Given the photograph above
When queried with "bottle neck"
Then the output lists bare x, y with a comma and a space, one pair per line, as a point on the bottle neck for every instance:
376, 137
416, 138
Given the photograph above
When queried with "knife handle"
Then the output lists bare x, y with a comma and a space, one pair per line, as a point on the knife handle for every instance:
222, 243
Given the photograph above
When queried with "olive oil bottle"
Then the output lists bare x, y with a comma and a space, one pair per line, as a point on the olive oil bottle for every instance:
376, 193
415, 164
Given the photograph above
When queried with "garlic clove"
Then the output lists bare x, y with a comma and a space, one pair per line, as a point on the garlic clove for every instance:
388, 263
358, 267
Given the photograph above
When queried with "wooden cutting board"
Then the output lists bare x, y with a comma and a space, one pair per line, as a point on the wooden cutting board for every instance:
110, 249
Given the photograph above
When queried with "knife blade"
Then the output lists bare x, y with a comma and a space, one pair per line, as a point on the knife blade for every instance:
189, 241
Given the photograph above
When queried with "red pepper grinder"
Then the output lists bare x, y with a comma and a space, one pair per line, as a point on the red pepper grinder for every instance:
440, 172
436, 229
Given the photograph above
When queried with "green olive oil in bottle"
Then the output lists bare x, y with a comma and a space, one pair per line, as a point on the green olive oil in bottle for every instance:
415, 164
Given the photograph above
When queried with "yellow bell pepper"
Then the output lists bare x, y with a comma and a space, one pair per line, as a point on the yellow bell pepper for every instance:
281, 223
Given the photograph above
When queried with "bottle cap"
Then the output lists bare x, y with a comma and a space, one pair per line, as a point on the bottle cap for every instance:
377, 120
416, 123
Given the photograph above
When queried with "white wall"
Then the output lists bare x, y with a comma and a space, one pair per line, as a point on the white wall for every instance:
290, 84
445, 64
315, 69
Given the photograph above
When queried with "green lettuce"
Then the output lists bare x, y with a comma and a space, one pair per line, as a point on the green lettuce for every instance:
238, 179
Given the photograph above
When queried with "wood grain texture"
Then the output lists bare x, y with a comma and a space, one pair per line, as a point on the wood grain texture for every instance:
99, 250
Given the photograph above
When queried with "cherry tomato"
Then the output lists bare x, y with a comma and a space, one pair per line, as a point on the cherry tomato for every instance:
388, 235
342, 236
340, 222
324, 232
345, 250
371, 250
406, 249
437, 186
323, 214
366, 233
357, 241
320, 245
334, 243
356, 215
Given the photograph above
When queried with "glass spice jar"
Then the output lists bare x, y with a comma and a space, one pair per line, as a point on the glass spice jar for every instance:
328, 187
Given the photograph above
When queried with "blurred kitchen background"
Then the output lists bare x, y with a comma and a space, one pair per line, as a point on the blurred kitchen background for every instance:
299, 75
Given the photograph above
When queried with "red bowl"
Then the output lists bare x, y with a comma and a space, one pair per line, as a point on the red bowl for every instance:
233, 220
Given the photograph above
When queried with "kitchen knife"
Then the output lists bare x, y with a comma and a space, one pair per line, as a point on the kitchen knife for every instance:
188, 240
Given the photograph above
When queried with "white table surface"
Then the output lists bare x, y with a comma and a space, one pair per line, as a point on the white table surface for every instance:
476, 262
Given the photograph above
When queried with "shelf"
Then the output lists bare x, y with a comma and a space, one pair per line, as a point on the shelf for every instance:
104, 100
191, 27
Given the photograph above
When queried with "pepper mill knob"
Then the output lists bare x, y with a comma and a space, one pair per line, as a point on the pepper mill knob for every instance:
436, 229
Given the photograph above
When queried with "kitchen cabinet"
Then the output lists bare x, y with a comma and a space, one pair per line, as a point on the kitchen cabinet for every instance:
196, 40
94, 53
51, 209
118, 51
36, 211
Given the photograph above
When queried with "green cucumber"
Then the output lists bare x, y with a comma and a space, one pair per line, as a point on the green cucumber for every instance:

--------------------------------

Reproduce all the data word for word.

Given the photograph above
When queried with "bottle neck"
Then the output lists bare x, y with a comma and a space, one pair per line, as a point on the bottle neck for every instance:
376, 137
416, 138
Given the photograph above
When queried with "knife handle"
Then the output lists bare x, y with a comma and a space, one pair per line, as a point on the knife handle for every instance:
222, 243
Given the photograph above
When queried with "olive oil bottle"
Then the output lists bare x, y with a comma and a space, one pair per line, as a point on the olive oil bottle for every instance:
376, 193
415, 164
Given the photograph above
When queried with "garlic clove"
Then the output lists bare x, y with a comma and a space, one pair per line, as a point on the garlic clove for every instance:
388, 263
358, 267
Given the photograph above
When queried with "wooden cutting board"
Then the output lists bare x, y with a comma and a space, one pair per line, as a point on the wooden cutting board for every instance:
110, 249
Given the photograph above
When queried with "knife blade"
Then the output lists bare x, y with a comma and a space, one pair per line, as a point on the knife blade for every instance:
189, 241
Given the photograph above
When queried with "red pepper grinder"
Then the output lists bare x, y with a comma and a space, one pair per line, as a point on the red pepper grinder for every instance:
440, 172
436, 229
Given the photograph above
When queried with "green olive oil in bottle"
Then the output lists bare x, y with a comma and a space, one pair per line, as a point on the green olive oil in bottle for every instance:
415, 164
Given the photograph above
When queried with "yellow bell pepper"
Then the output lists bare x, y with a comma and a space, one pair per line, as a point on the yellow bell pepper for every instance:
281, 223
Given the photograph above
When queried with "bottle cap"
Then the output lists bare x, y with a comma and a space, one pair per line, as a point on the bottle cap for every instance:
377, 120
416, 123
Given the photograph above
When queried with "white wall"
Then the output lists bare x, y with a comma and a space, one pair per line, as a point on the white wall for every instance:
290, 84
445, 64
315, 69
Given the photograph above
When queried with "green lettuce"
Then the output lists bare x, y with a comma and a space, one pair per line, as a point on the green lettuce for every instance:
238, 179
Given the photograph above
When queried with "wood grain texture"
Then the output lists bare x, y with a comma and a space, one pair per line, as a point on the wood grain texture for every instance:
99, 250
Given the photograph above
When queried with "cherry tomato"
Then the output lists bare x, y with a comma and a space, one pair per line, as a point on the cherry tomato for every instance:
388, 235
342, 236
340, 222
324, 232
345, 250
371, 250
406, 249
437, 186
323, 214
366, 233
357, 241
320, 245
334, 243
356, 215
Given the photograph above
When queried with "glass spice jar"
Then the output lists bare x, y with a comma and a space, one pair per line, as a point on the glass spice jar for every instance:
328, 187
Given the photograph above
When queried with "blurred kitchen background"
Then the output lists bare x, y with a comma and a space, one pair per line, as a point on the blurred kitchen background for every instance:
299, 75
Given the photograph above
When queried with "red bowl"
Then the output lists bare x, y with a comma and a space, one pair per line, as a point on the red bowl for every instance:
233, 220
Given the photograph above
When queried with "kitchen knife"
Then the output lists bare x, y with a comma and a space, one pair per line, as a point on the kitchen knife for every instance:
188, 240
Given the photograph above
When queried with "white table surface"
Then the output lists bare x, y with a comma and a space, one pair per line, as a point on the white table surface for every instance:
476, 262
Given the photograph above
When queried with "shelf"
Then the output lists bare x, y with a comma and a space, one pair per line, as a point on the shelf for every instance:
104, 100
191, 27
Given the photograph above
When queried with "pepper mill knob"
Then the output lists bare x, y with a comma and a space, one pair per line, as a point on the pepper mill knob for every instance:
436, 229
Given the photograph above
When queried with "kitchen cabinet"
Then the output lists bare x, y with a comma and a space, one pair per line, as a point on the kitchen cabinet for every instance:
196, 40
94, 53
51, 209
118, 51
36, 211
Given the photograph above
When queried with "green cucumber"
Then the output lists bare x, y with a comma and a space, one pair per line, as a point on the green cucumber for every instance:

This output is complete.